> Texto extraído
⟨

Solvência II e IFRS 17: Da Complexidade à Vantagem Competitiva
Nuno Matos, Sócio da Carrilho & Associados, SROC, defende que as empresas de seguros devem estar prontas para transformar a complexidade regulatória numa vantagem competitiva.
A Solvência II entrou em vigor a 1 de janeiro de 2016, introduzindo pela primeira vez um modelo económico padrão obrigatório para a avaliação da solvência das empresas de seguros na União Europeia (EU). Este marco regulatório trouxe uma mudança significativa na forma como as empresas de seguros gerem os seus riscos e capital. Utilizando princípios de gestão de riscos quantitativos, a Solvência II exige requisitos de capital de solvência, determinados tendo por base dados sistemáticos categorizados auditáveis, com um nível de confiança de 99,5%, garantindo assim a solvência de cada empresa de seguros e, inerentemente, a resiliência do setor segurador e a macro estabilidade do sistema financeiro.

⟩

> Informação extraída
⟨

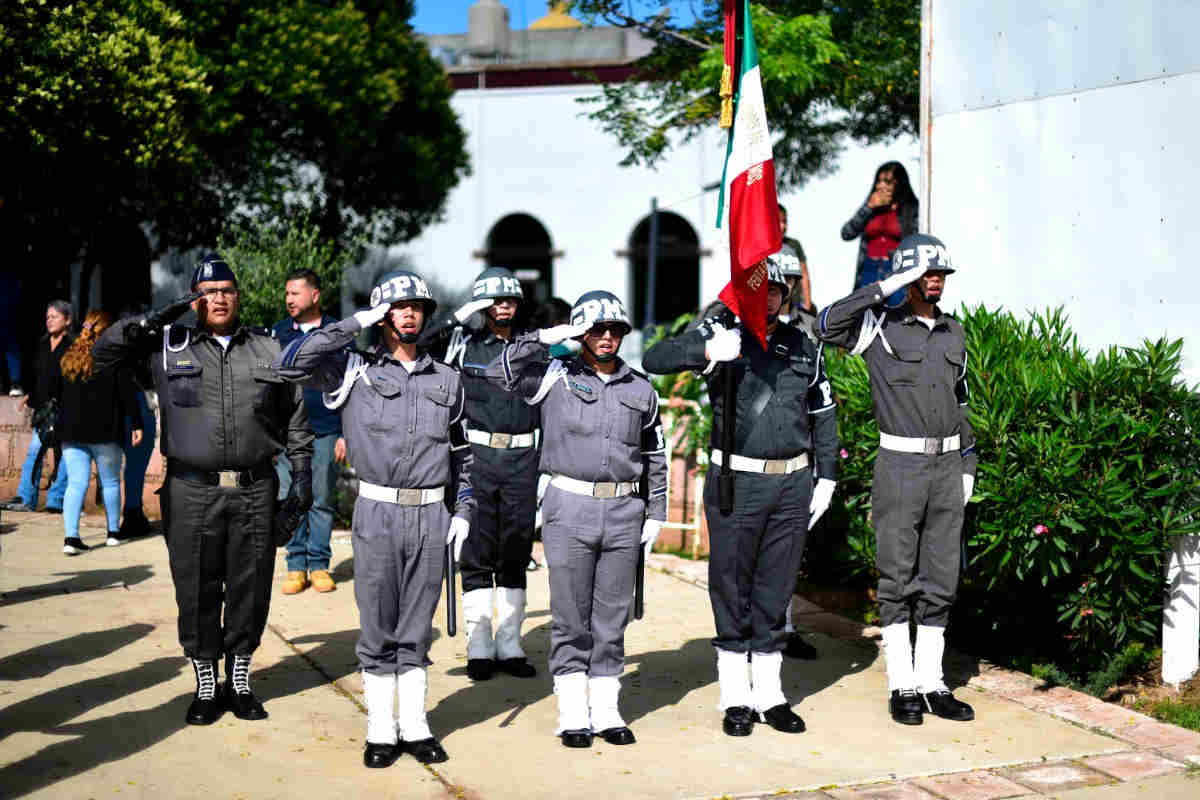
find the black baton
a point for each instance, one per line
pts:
(451, 609)
(640, 585)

⟩

> Instruções do exercício
Reproduza fielmente, do texto sobre a Solvência II e a IFRS 17, o trecho de "A Solvência II entrou" até "do sistema financeiro.". Não é preciso recorrer às linhas.

> Resposta à tarefa
A Solvência II entrou em vigor a 1 de janeiro de 2016, introduzindo pela primeira vez um modelo económico padrão obrigatório para a avaliação da solvência das empresas de seguros na União Europeia (EU). Este marco regulatório trouxe uma mudança significativa na forma como as empresas de seguros gerem os seus riscos e capital. Utilizando princípios de gestão de riscos quantitativos, a Solvência II exige requisitos de capital de solvência, determinados tendo por base dados sistemáticos categorizados auditáveis, com um nível de confiança de 99,5%, garantindo assim a solvência de cada empresa de seguros e, inerentemente, a resiliência do setor segurador e a macro estabilidade do sistema financeiro.